··· Available data

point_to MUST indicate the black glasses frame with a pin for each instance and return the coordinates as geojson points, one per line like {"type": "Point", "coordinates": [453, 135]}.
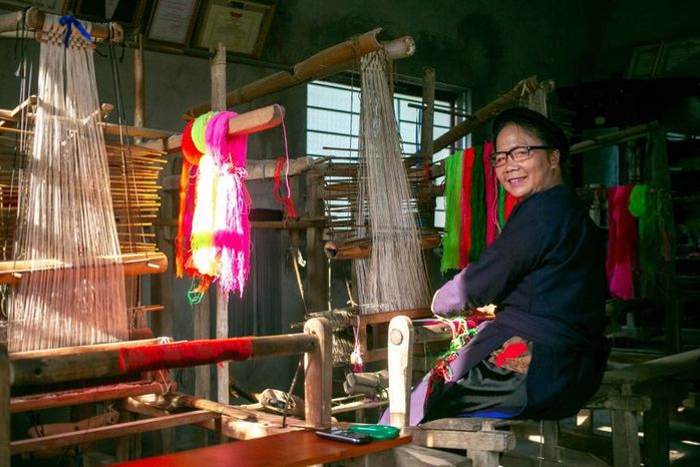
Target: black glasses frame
{"type": "Point", "coordinates": [510, 154]}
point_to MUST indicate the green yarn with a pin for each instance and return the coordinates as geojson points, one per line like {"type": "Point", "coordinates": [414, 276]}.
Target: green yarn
{"type": "Point", "coordinates": [501, 206]}
{"type": "Point", "coordinates": [199, 128]}
{"type": "Point", "coordinates": [453, 221]}
{"type": "Point", "coordinates": [478, 207]}
{"type": "Point", "coordinates": [643, 206]}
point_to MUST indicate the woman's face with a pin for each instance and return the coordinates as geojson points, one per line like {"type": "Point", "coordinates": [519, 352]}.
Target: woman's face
{"type": "Point", "coordinates": [538, 173]}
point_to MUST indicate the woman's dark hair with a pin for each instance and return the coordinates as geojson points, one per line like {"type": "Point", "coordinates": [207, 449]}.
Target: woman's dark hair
{"type": "Point", "coordinates": [536, 123]}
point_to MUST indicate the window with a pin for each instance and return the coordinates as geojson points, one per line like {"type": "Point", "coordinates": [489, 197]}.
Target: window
{"type": "Point", "coordinates": [332, 131]}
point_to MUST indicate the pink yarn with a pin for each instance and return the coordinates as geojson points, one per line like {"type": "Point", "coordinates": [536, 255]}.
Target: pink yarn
{"type": "Point", "coordinates": [187, 217]}
{"type": "Point", "coordinates": [226, 149]}
{"type": "Point", "coordinates": [232, 226]}
{"type": "Point", "coordinates": [621, 261]}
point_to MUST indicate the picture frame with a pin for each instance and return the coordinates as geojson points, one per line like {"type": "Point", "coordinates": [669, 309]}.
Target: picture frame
{"type": "Point", "coordinates": [57, 7]}
{"type": "Point", "coordinates": [128, 13]}
{"type": "Point", "coordinates": [172, 22]}
{"type": "Point", "coordinates": [242, 26]}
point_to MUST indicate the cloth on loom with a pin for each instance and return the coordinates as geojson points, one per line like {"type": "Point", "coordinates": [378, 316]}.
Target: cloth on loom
{"type": "Point", "coordinates": [183, 354]}
{"type": "Point", "coordinates": [621, 263]}
{"type": "Point", "coordinates": [475, 216]}
{"type": "Point", "coordinates": [546, 274]}
{"type": "Point", "coordinates": [453, 219]}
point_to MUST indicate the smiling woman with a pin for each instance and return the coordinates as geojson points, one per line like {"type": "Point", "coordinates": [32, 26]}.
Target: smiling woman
{"type": "Point", "coordinates": [544, 353]}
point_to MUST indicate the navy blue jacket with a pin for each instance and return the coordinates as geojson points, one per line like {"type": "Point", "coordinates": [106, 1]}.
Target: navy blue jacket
{"type": "Point", "coordinates": [546, 274]}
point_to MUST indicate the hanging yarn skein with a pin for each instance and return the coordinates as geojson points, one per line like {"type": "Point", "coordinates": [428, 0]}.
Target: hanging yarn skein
{"type": "Point", "coordinates": [394, 276]}
{"type": "Point", "coordinates": [231, 223]}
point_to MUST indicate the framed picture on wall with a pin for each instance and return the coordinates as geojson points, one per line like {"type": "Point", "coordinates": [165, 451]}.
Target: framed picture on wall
{"type": "Point", "coordinates": [242, 26]}
{"type": "Point", "coordinates": [58, 7]}
{"type": "Point", "coordinates": [126, 12]}
{"type": "Point", "coordinates": [172, 21]}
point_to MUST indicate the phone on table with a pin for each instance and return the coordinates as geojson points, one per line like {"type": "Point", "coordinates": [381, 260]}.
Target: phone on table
{"type": "Point", "coordinates": [345, 436]}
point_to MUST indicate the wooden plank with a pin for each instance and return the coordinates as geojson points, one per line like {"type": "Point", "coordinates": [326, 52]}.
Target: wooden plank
{"type": "Point", "coordinates": [318, 374]}
{"type": "Point", "coordinates": [294, 449]}
{"type": "Point", "coordinates": [485, 440]}
{"type": "Point", "coordinates": [114, 431]}
{"type": "Point", "coordinates": [400, 364]}
{"type": "Point", "coordinates": [83, 395]}
{"type": "Point", "coordinates": [625, 439]}
{"type": "Point", "coordinates": [685, 363]}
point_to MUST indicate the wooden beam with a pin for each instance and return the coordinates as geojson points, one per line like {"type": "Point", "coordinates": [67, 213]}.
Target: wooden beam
{"type": "Point", "coordinates": [478, 118]}
{"type": "Point", "coordinates": [362, 248]}
{"type": "Point", "coordinates": [134, 264]}
{"type": "Point", "coordinates": [5, 383]}
{"type": "Point", "coordinates": [84, 396]}
{"type": "Point", "coordinates": [328, 62]}
{"type": "Point", "coordinates": [318, 373]}
{"type": "Point", "coordinates": [99, 364]}
{"type": "Point", "coordinates": [400, 363]}
{"type": "Point", "coordinates": [34, 20]}
{"type": "Point", "coordinates": [107, 432]}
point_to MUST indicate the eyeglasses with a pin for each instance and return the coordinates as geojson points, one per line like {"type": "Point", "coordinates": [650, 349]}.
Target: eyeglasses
{"type": "Point", "coordinates": [517, 154]}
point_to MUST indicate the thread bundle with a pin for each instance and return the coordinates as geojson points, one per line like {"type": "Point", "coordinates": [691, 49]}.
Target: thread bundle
{"type": "Point", "coordinates": [213, 240]}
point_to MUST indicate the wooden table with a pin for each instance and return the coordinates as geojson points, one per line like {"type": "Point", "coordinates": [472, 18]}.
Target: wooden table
{"type": "Point", "coordinates": [296, 448]}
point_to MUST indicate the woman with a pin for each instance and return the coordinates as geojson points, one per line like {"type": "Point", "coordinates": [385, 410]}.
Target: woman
{"type": "Point", "coordinates": [544, 353]}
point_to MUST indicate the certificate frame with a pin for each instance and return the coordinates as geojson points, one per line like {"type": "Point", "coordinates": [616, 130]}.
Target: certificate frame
{"type": "Point", "coordinates": [171, 22]}
{"type": "Point", "coordinates": [242, 26]}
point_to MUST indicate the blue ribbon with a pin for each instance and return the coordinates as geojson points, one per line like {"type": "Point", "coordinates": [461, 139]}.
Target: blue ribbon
{"type": "Point", "coordinates": [68, 21]}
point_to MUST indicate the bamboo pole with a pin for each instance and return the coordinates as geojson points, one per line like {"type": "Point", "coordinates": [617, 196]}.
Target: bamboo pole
{"type": "Point", "coordinates": [522, 89]}
{"type": "Point", "coordinates": [98, 364]}
{"type": "Point", "coordinates": [34, 20]}
{"type": "Point", "coordinates": [5, 383]}
{"type": "Point", "coordinates": [318, 371]}
{"type": "Point", "coordinates": [330, 61]}
{"type": "Point", "coordinates": [218, 103]}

······

### How to complete this task
Return only the lines between the one holding "Target: phone on table" and the one holding "point_to MUST indicate the wooden beam", inclusive, exactly as they appear above.

### Written answer
Target: phone on table
{"type": "Point", "coordinates": [345, 436]}
point_to MUST indicate the wooden plank with a pin for each instance and return the coordinates as geojson points, one per line like {"type": "Point", "coordinates": [326, 52]}.
Target: wooden plank
{"type": "Point", "coordinates": [318, 374]}
{"type": "Point", "coordinates": [294, 449]}
{"type": "Point", "coordinates": [485, 440]}
{"type": "Point", "coordinates": [114, 431]}
{"type": "Point", "coordinates": [400, 364]}
{"type": "Point", "coordinates": [83, 395]}
{"type": "Point", "coordinates": [625, 439]}
{"type": "Point", "coordinates": [685, 363]}
point_to MUST indicate the wooden beam with a pin for each instance and return the coordinates as geojson points, one per line like {"type": "Point", "coordinates": [67, 213]}.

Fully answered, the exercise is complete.